## WHAT TO DO
Convert the lines between the one containing "In this exercise you will locate the window" and the one containing "[(41, 186)]", inclusive, into a Markdown table with the columns Row and Line. Give each nonblank line its own row, numbered in order, and leave out blank lines.

[Stored items]
* * * * * * *

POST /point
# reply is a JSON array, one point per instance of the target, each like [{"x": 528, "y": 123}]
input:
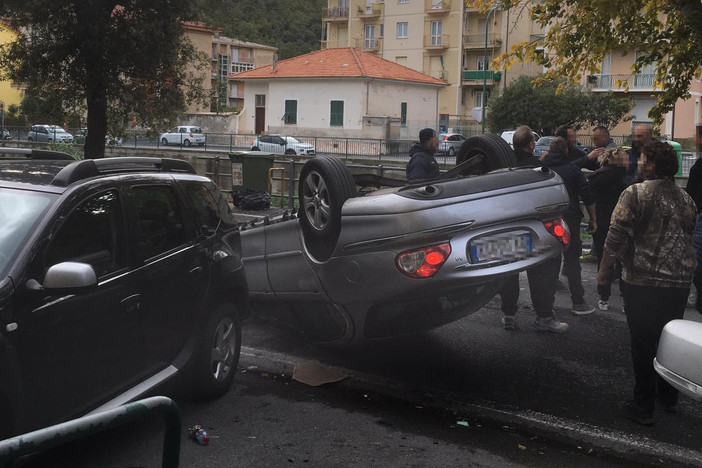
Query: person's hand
[
  {"x": 594, "y": 154},
  {"x": 603, "y": 277}
]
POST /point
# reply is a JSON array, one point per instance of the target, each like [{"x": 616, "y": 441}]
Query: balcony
[
  {"x": 477, "y": 41},
  {"x": 238, "y": 67},
  {"x": 335, "y": 14},
  {"x": 437, "y": 7},
  {"x": 640, "y": 82},
  {"x": 474, "y": 77},
  {"x": 369, "y": 44},
  {"x": 370, "y": 10}
]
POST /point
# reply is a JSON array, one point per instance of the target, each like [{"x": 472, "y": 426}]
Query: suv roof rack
[
  {"x": 95, "y": 167},
  {"x": 35, "y": 154}
]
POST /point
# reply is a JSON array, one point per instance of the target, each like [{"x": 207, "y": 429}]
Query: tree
[
  {"x": 663, "y": 33},
  {"x": 112, "y": 58},
  {"x": 540, "y": 107}
]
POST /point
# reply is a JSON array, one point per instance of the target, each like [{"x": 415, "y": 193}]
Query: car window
[
  {"x": 93, "y": 233},
  {"x": 160, "y": 219},
  {"x": 20, "y": 212},
  {"x": 205, "y": 206}
]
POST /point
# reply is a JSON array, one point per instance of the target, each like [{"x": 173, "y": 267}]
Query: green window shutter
[
  {"x": 290, "y": 116},
  {"x": 337, "y": 114}
]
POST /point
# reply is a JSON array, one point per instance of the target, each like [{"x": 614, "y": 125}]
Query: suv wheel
[{"x": 218, "y": 353}]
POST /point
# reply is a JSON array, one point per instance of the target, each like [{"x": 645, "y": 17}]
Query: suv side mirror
[{"x": 66, "y": 277}]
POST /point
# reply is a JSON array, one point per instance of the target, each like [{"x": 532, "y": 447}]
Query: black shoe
[{"x": 634, "y": 412}]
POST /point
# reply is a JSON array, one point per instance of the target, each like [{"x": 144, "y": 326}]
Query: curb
[{"x": 622, "y": 445}]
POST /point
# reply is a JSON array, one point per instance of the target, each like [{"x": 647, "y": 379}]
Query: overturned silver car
[{"x": 356, "y": 265}]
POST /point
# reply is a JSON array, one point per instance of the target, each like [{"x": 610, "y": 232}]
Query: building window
[
  {"x": 436, "y": 28},
  {"x": 290, "y": 116},
  {"x": 402, "y": 30},
  {"x": 336, "y": 118}
]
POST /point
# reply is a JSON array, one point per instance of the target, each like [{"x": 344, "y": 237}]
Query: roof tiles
[{"x": 347, "y": 62}]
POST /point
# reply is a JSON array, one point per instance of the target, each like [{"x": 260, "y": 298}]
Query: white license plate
[{"x": 507, "y": 247}]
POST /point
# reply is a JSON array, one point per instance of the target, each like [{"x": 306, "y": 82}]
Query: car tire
[
  {"x": 493, "y": 153},
  {"x": 217, "y": 355},
  {"x": 325, "y": 184}
]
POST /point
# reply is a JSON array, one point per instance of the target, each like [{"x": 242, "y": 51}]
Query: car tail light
[
  {"x": 559, "y": 229},
  {"x": 424, "y": 262}
]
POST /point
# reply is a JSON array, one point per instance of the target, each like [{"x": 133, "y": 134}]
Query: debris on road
[{"x": 315, "y": 374}]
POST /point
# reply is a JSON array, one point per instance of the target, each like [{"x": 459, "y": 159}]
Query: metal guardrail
[{"x": 52, "y": 436}]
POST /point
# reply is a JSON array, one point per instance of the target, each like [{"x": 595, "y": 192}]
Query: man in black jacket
[
  {"x": 422, "y": 165},
  {"x": 578, "y": 187},
  {"x": 542, "y": 277}
]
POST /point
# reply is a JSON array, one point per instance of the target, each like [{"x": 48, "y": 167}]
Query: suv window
[
  {"x": 93, "y": 233},
  {"x": 160, "y": 219},
  {"x": 205, "y": 207}
]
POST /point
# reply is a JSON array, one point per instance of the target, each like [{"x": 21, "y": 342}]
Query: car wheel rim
[
  {"x": 315, "y": 196},
  {"x": 222, "y": 353}
]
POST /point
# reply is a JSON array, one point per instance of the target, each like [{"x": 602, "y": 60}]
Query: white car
[
  {"x": 49, "y": 133},
  {"x": 279, "y": 144},
  {"x": 509, "y": 134},
  {"x": 679, "y": 357},
  {"x": 184, "y": 135}
]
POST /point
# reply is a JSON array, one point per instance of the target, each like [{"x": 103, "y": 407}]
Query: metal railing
[{"x": 53, "y": 436}]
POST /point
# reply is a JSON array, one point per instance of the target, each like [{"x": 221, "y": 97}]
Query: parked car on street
[
  {"x": 449, "y": 143},
  {"x": 114, "y": 278},
  {"x": 49, "y": 133},
  {"x": 365, "y": 264},
  {"x": 679, "y": 357},
  {"x": 185, "y": 135},
  {"x": 280, "y": 144}
]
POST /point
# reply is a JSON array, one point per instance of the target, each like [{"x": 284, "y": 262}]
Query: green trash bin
[
  {"x": 250, "y": 169},
  {"x": 678, "y": 150}
]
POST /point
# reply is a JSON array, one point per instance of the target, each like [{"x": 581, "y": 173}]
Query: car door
[
  {"x": 77, "y": 350},
  {"x": 170, "y": 270}
]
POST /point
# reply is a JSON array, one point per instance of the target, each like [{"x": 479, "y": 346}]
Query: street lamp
[{"x": 487, "y": 28}]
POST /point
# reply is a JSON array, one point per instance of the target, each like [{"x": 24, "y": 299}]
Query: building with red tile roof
[{"x": 339, "y": 92}]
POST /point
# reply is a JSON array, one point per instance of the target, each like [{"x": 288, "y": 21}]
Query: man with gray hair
[{"x": 542, "y": 277}]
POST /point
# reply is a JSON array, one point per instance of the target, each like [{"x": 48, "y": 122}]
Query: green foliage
[
  {"x": 293, "y": 26},
  {"x": 544, "y": 109},
  {"x": 664, "y": 33},
  {"x": 110, "y": 58}
]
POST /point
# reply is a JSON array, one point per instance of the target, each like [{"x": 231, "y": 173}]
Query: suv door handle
[{"x": 131, "y": 303}]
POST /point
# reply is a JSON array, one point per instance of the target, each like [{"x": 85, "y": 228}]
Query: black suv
[{"x": 114, "y": 277}]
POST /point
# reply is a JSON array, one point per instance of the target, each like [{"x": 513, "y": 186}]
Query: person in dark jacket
[
  {"x": 422, "y": 165},
  {"x": 575, "y": 155},
  {"x": 607, "y": 184},
  {"x": 578, "y": 188},
  {"x": 542, "y": 278}
]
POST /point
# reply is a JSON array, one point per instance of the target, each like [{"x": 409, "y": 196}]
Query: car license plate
[{"x": 507, "y": 247}]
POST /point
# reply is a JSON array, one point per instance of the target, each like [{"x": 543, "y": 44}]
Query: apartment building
[
  {"x": 615, "y": 75},
  {"x": 228, "y": 57},
  {"x": 441, "y": 38}
]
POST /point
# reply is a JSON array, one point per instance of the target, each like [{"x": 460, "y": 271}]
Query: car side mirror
[
  {"x": 679, "y": 357},
  {"x": 66, "y": 277}
]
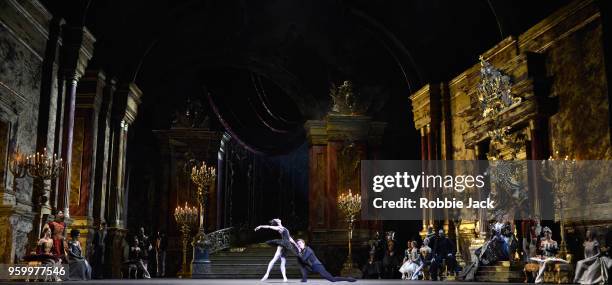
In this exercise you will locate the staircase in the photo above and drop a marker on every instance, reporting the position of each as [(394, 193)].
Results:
[(502, 271), (248, 262)]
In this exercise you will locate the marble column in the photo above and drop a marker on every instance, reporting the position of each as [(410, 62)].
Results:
[(88, 102), (125, 108), (103, 152), (76, 52), (126, 100)]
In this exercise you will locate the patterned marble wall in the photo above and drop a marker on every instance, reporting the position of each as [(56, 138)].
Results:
[(23, 35)]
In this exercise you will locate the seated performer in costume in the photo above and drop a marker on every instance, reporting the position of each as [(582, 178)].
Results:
[(424, 261), (373, 268), (309, 262), (497, 248), (595, 267), (58, 229), (282, 246), (78, 266), (45, 254), (410, 262), (444, 253), (135, 258), (549, 248)]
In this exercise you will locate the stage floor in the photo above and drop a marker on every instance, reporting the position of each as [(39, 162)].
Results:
[(254, 281)]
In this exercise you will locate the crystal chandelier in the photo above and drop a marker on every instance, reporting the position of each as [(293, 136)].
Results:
[(350, 205)]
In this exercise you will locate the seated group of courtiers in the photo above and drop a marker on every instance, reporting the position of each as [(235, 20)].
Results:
[(539, 248), (53, 250)]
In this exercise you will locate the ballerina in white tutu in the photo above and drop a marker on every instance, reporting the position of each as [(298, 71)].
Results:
[(410, 263)]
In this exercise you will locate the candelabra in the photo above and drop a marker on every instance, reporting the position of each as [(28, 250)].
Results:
[(204, 178), (350, 205), (185, 217), (560, 173), (41, 166)]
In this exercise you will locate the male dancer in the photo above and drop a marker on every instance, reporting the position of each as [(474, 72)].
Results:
[(309, 262)]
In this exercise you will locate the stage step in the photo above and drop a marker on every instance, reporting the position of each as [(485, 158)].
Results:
[(502, 272), (248, 262)]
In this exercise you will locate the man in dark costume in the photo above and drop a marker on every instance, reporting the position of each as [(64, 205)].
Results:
[(58, 232), (79, 268), (309, 262)]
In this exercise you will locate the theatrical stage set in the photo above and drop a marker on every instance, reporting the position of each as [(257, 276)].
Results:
[(222, 141)]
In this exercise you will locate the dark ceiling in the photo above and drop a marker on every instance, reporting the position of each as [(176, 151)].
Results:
[(266, 66)]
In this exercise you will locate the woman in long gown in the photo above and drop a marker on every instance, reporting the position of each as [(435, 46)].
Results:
[(286, 243), (549, 248), (595, 266), (410, 265)]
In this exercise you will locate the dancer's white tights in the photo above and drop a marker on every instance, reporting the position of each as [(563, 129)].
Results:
[(277, 255)]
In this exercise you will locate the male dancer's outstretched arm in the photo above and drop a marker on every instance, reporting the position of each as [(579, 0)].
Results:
[(309, 262)]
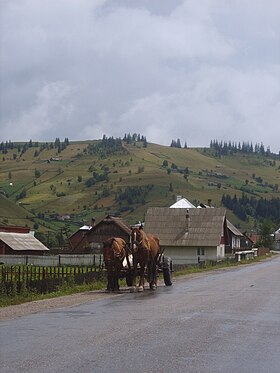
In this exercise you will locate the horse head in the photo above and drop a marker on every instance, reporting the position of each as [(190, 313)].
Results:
[(138, 240)]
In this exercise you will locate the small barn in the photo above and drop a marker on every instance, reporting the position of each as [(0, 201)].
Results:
[(20, 241), (91, 240), (189, 235), (235, 239)]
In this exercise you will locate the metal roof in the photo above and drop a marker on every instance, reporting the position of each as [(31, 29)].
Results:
[(182, 203), (22, 242), (233, 229), (203, 227)]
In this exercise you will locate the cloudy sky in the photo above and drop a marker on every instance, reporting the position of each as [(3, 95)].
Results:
[(167, 69)]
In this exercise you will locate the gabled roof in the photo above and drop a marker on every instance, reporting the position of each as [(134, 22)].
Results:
[(22, 242), (204, 227), (233, 229), (182, 203), (116, 220)]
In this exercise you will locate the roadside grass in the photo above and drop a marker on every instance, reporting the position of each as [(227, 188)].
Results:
[(68, 289)]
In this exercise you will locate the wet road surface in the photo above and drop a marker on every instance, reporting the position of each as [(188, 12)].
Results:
[(222, 321)]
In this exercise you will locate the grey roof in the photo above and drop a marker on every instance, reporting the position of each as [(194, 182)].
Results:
[(233, 229), (182, 203), (205, 226), (114, 219), (22, 242)]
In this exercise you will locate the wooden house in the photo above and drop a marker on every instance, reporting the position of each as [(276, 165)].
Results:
[(91, 240), (20, 241), (189, 236), (235, 239)]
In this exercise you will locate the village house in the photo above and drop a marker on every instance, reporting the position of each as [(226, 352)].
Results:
[(20, 241), (189, 235), (90, 239)]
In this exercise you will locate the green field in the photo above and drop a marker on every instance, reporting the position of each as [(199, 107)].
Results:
[(39, 187)]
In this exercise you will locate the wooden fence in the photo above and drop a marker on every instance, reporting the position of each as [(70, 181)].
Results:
[(18, 279)]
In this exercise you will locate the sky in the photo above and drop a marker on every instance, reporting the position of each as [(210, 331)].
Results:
[(166, 69)]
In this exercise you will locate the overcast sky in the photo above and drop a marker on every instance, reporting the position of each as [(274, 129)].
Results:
[(167, 69)]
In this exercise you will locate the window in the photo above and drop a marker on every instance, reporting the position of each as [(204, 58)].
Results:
[(200, 251)]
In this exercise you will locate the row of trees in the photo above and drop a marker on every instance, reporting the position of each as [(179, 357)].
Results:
[(135, 137), (259, 209), (231, 147), (106, 147), (177, 144), (23, 147)]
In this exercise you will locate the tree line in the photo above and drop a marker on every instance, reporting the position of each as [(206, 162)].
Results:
[(260, 209), (231, 147)]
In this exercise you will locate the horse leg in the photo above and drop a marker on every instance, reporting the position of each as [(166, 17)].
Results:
[(153, 283), (141, 281), (143, 262), (117, 271), (134, 275), (110, 276)]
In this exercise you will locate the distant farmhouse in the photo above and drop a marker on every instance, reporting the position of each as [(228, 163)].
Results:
[(89, 239), (19, 241), (189, 236)]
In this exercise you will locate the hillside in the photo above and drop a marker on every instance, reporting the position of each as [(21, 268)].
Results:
[(46, 186)]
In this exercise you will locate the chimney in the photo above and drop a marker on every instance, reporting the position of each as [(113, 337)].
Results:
[(187, 221)]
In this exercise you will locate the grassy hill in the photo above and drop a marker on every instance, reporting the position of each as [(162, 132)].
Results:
[(41, 186)]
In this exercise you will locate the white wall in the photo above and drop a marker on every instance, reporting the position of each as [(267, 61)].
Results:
[(188, 255)]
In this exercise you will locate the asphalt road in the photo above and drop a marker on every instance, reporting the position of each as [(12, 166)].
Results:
[(223, 321)]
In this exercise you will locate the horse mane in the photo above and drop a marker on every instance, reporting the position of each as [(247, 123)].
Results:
[(144, 239)]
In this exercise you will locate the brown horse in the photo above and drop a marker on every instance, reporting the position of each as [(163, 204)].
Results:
[(114, 252), (145, 250)]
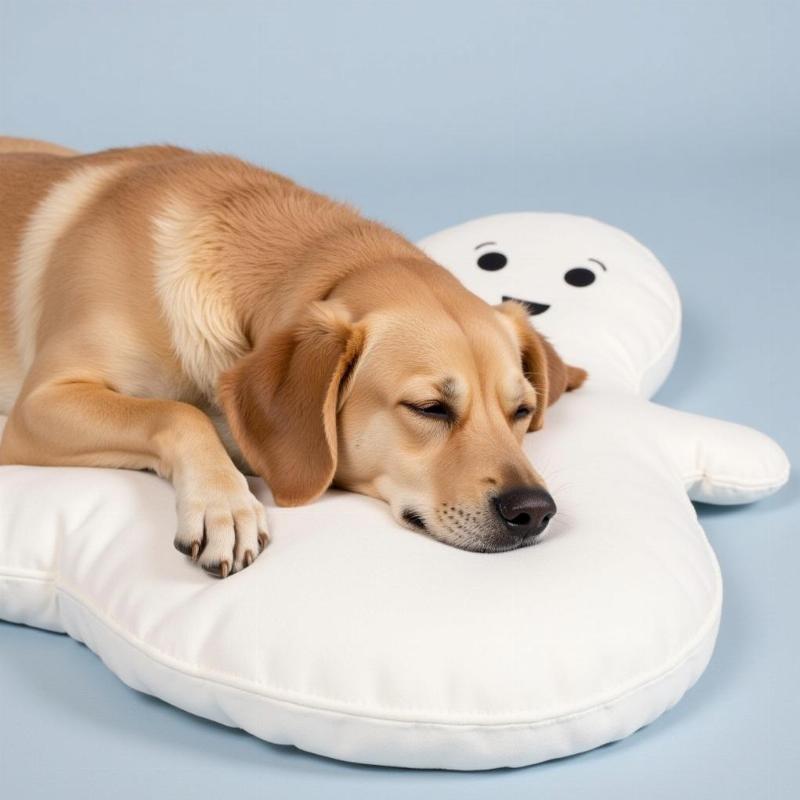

* * * * * * *

## REPLY TO THE TASK
| Row | Line |
|---|---|
| 1 | In this exercise you will locate the window in the photo above and drop a marker on every instance, reporting the position of each as [(204, 58)]. |
| 2 | Results: |
| 3 | [(200, 251)] |
| 4 | In this exercise you will locate the row of trees in the photo above and drop a marker on every instance, reporting the position of each as [(179, 357)]. |
| 5 | Results: |
| 6 | [(135, 137), (259, 209), (231, 147), (106, 147), (177, 144), (23, 147)] |
| 7 | In this exercise you will locate the tree line in the photo above and drop a marker on every instance, reporting the position of each as [(206, 162)]. |
| 8 | Results: |
| 9 | [(260, 209), (231, 147)] |
| 10 | In this exercise you will locate the horse leg in the photo above and drop a marker on every instance, reporting the position of each as [(166, 17)]. |
| 11 | Results: |
| 12 | [(153, 283), (141, 281), (143, 262), (117, 271), (134, 275), (110, 276)] |
| 13 | In this exercise you will locate the distant farmhouse in the photo above and drop a marker on every instance, reporting the position of each as [(228, 163)]. |
| 14 | Results: |
| 15 | [(89, 239), (19, 241), (189, 236)] |
| 16 | In this exercise you will locate the hillside in the photo above and drop a marker on every instance, reporting the position of each as [(21, 268)]. |
| 17 | Results: |
| 18 | [(46, 186)] |
| 19 | In this exercise you will locate the chimney in the photo above and drop a marker on every instance, reporting the position of each as [(113, 337)]. |
| 20 | Results: |
| 21 | [(187, 221)] |
| 22 | In this exercise you will locate the grassy hill in the photo above and drop a marker on every instance, reporting the position of each as [(162, 132)]. |
| 23 | Results: |
| 24 | [(41, 186)] |